[WHAT YOU SHOULD DO] What follows is a listing to be transcribed exactly.

[DATA IN THIS EXERCISE]
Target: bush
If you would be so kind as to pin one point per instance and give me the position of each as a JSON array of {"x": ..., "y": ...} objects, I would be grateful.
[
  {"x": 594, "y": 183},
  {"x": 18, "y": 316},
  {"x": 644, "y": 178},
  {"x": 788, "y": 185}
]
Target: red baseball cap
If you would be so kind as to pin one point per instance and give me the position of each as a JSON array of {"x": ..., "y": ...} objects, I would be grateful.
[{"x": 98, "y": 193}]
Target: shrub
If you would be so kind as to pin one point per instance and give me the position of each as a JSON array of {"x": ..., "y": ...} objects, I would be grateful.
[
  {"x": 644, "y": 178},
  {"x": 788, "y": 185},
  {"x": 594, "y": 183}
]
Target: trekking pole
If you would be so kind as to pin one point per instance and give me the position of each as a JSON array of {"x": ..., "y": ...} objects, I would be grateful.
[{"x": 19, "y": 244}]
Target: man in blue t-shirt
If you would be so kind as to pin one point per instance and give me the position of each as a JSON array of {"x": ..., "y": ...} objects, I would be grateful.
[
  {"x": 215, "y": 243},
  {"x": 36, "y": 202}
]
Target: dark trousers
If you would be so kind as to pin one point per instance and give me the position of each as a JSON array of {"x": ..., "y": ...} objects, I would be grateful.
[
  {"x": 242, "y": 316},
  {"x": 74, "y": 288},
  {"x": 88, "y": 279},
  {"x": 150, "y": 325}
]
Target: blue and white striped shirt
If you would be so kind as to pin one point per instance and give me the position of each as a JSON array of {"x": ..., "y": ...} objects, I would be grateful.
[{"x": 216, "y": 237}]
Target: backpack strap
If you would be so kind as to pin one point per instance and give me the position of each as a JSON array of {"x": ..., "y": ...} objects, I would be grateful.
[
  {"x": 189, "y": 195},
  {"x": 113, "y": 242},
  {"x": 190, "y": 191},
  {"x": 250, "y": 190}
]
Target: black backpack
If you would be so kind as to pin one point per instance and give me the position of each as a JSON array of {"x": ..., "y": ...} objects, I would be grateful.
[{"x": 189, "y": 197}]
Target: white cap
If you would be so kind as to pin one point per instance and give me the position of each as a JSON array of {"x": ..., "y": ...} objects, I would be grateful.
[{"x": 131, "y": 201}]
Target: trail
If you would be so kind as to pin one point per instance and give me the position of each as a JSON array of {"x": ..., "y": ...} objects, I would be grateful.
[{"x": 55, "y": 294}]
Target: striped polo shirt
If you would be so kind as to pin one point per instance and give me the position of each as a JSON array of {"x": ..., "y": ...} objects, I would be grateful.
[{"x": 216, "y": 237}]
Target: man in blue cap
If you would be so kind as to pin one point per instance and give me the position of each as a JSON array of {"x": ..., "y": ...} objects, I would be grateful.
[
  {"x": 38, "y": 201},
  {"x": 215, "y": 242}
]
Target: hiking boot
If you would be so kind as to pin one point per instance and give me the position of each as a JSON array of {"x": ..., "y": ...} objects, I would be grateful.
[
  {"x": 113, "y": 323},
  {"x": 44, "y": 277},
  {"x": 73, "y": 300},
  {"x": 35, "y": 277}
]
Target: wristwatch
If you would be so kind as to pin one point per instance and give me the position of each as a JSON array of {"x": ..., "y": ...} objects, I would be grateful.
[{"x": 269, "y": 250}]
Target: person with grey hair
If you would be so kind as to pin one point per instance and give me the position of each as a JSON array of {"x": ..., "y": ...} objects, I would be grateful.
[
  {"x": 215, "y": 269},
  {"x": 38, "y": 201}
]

[SOLUTION TO THIS PROBLEM]
Target: bush
If you would be so kind as to pin one point per instance and give me the position of each as a JSON array of {"x": ..., "y": ...} objects, I would be grateful.
[
  {"x": 594, "y": 183},
  {"x": 18, "y": 316},
  {"x": 644, "y": 178},
  {"x": 788, "y": 185}
]
Target: red baseball cap
If you would be so kind as to pin one point per instance and give me the position of each as a JSON array of {"x": ..., "y": ...} objects, I would be grateful.
[{"x": 98, "y": 193}]
Target: shrub
If you would be so kind as to pin one point per instance and give me the position of each as a JSON array of {"x": ..., "y": ...} objects, I would be grateful.
[
  {"x": 644, "y": 178},
  {"x": 788, "y": 185},
  {"x": 594, "y": 183}
]
Target: trekking pole
If you would be so kind as to pin one point per instance and give me the position of each as a JSON array of {"x": ..., "y": ...} objects, I would be grateful.
[{"x": 19, "y": 244}]
Target: man in blue t-shirt
If you would be so kind as to pin one point per instance and give me the position of each as a JSON array of {"x": ..., "y": ...} objects, I would be grateful.
[
  {"x": 215, "y": 243},
  {"x": 36, "y": 202}
]
Target: dark trousers
If you would be so kind as to pin one point per instance and give me the position of each as a JSON array of {"x": ..., "y": ...} objects, I would be grateful.
[
  {"x": 242, "y": 316},
  {"x": 74, "y": 288},
  {"x": 88, "y": 279},
  {"x": 150, "y": 325}
]
Target: blue and white striped shirt
If you would be so kind as to pin one point per instance and give me the position of each as a JSON array of {"x": ..., "y": ...} objects, I would be grateful.
[{"x": 216, "y": 237}]
Target: backpack strap
If you would be so kind as to pin one point per instance and give me the position of each as a JSON array of {"x": ..., "y": ...} objects, I would be grateful.
[
  {"x": 189, "y": 195},
  {"x": 113, "y": 242},
  {"x": 190, "y": 191},
  {"x": 250, "y": 190}
]
Target: black backpack
If you would be so kind as to pin one point per instance and give me the position of each as a JSON array of {"x": ..., "y": ...} objects, I would be grateful.
[{"x": 189, "y": 197}]
Target: white cap
If you would be so kind as to pin one point per instance and give me the position of each as a JSON array of {"x": ..., "y": ...} objects, I would be grateful.
[{"x": 131, "y": 201}]
Target: trail
If you would be so kind as to pin one point per instance and give me the position of each as a JSON array of {"x": ..., "y": ...} objects, I would be grateful.
[{"x": 55, "y": 294}]
Target: striped polo shirt
If you would be so kind as to pin one point per instance and give me the position of each as a JSON array of {"x": ..., "y": ...} objects, I would be grateful.
[{"x": 216, "y": 237}]
Target: man in blue cap
If you would be so kind as to pin one point per instance and give me the position of each as a JSON array of {"x": ..., "y": ...} objects, I would be grateful.
[
  {"x": 38, "y": 201},
  {"x": 215, "y": 242}
]
Target: hiking boot
If you would be so kind as to pin one point per instance and give me the position of each as a JSON array of {"x": ..., "y": ...} objects, I would be grateful.
[
  {"x": 113, "y": 323},
  {"x": 44, "y": 277},
  {"x": 73, "y": 300},
  {"x": 35, "y": 277}
]
Target: wristwatch
If you would be so kind as to pin one point per instance and give me the position of each as a JSON array of {"x": ..., "y": ...} objects, I would be grateful.
[{"x": 269, "y": 250}]
Target: person with grey hair
If you would be so kind as to pin one point per instance and give me the position of each as a JSON array of {"x": ..., "y": ...} objects, I would be grateful.
[
  {"x": 215, "y": 269},
  {"x": 38, "y": 201}
]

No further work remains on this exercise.